Показанный текст |
****************
Но все это мелочи, мелочи ночной жизни Парижа, и полицейские регистрируют их совершенно невозмутимо. Мелочь, наверное, и этот телефонный звонок из I округа – округа, где находятся Лувр, Вандомская площадь, улица Риволи; эти районы практически никогда не заставляют о себе говорить, если не считать самоубийства Ивара Крегера[27]27
  Крюгер (Крегер) Ивар (1880–1932) – шведский спичечный король; потерпев банкротство в годы мирового экономического кризиса, покончил жизнь самоубийством, выбросившись из окна.


[Закрыть]
, которое в свое время потрясло биржи всего мира.

– Мы только что подобрали мужчину лет пятидесяти, одет прилично: серый костюм, серое пальто, черные туфли, котелок… Он не может сказать ни где живет, ни кто он…

– Не вешайте трубку!

Секунду полицейские смотрят друг на друга: приметы им что-то напоминают.

– Это не человек из Гавра, утративший память?

Несколько секунд, чтобы перелистать журнал регистрации пропавших: да, тот самый!

– Алло! У вашего клиента есть шрам на левой щеке? Прекрасно! Его зовут Жерар Б. Живет он в Гавре с сестрой и ее мужем…

Это постоянный клиент. Почти каждый месяц он уходит из дому и, оказавшись в Париже, Лилле или Орлеане, не помнит ничего, даже как его зовут. В журнале регистрации его имя можно встретить довольно часто. Журнал открыт; я пробегаю несколько страниц.

«Леони Б., 16 лет, проживающая на улице Федерба, пропала 18-го. Найдена 22-го у заставы Сент-Уэн».

Никаких объяснений, только факты. Что делала Леони Б. эти четыре дня? Это касается лишь ее родителей да еще, может, районного комиссара полиции.

«Николь В., 41 года, проживающая на улице Бломе…»

Не вижу пометки «найдена». Другими словами, никто не знает, что стало с Николь В., по профессии кухаркой.

«Андре Р., 10 лет, проживающий на бульваре Ла-Виллет, дом 19-бис».

«Марселла П., 11 лет…»
****************
Письменное задание A | Приведите все строки записей ниже, в которых встречается слово «reading».
****************
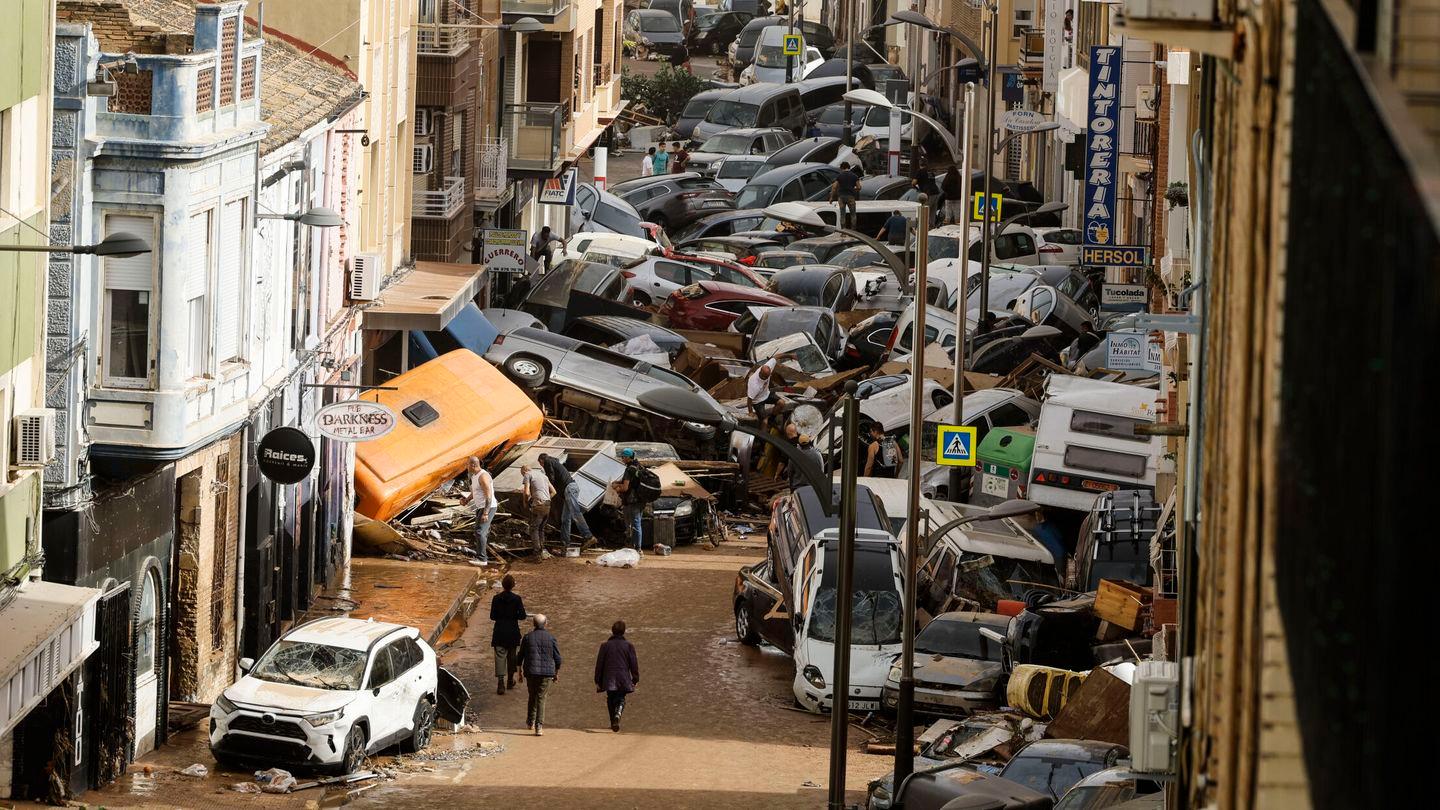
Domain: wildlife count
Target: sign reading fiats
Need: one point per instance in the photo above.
(1102, 144)
(354, 420)
(503, 251)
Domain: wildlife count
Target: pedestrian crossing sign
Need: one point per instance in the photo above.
(955, 446)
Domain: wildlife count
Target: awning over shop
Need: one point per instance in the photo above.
(426, 299)
(48, 632)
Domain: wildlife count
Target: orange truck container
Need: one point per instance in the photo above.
(448, 410)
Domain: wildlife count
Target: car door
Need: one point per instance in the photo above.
(386, 693)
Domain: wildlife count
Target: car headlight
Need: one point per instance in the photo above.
(326, 718)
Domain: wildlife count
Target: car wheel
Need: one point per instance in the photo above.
(424, 725)
(527, 371)
(354, 751)
(745, 626)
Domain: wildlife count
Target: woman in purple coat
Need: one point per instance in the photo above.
(617, 672)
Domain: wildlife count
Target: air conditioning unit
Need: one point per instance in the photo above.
(1154, 717)
(33, 437)
(366, 273)
(1193, 10)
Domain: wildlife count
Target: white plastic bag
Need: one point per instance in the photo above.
(619, 558)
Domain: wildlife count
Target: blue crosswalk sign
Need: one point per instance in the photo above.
(955, 446)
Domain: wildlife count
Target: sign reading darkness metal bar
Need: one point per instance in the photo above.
(1102, 144)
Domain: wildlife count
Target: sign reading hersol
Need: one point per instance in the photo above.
(285, 456)
(1115, 255)
(354, 420)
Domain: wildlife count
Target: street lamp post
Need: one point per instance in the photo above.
(905, 701)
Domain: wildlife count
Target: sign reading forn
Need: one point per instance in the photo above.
(1115, 255)
(503, 251)
(285, 456)
(1102, 144)
(354, 420)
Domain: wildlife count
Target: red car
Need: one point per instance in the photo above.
(710, 306)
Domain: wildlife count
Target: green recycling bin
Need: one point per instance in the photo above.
(1002, 466)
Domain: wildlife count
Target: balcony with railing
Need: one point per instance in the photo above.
(539, 134)
(441, 203)
(491, 175)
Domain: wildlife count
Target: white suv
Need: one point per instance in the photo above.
(326, 695)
****************
Письменное задание B | Воспроизведите без изменений часть приведенного выше текста о журнале пропавших в парижской полиции: все от слов «Но все это мелочи, мелочи» вниз до слов «биржи всего мира.» включительно.

Полный ответ A |
Target: sign reading fiats
Target: sign reading darkness metal bar
Target: sign reading hersol
Target: sign reading forn

Полный ответ B |
Но все это мелочи, мелочи ночной жизни Парижа, и полицейские регистрируют их совершенно невозмутимо. Мелочь, наверное, и этот телефонный звонок из I округа – округа, где находятся Лувр, Вандомская площадь, улица Риволи; эти районы практически никогда не заставляют о себе говорить, если не считать самоубийства Ивара Крегера[27]27
  Крюгер (Крегер) Ивар (1880–1932) – шведский спичечный король; потерпев банкротство в годы мирового экономического кризиса, покончил жизнь самоубийством, выбросившись из окна.


[Закрыть]
, которое в свое время потрясло биржи всего мира.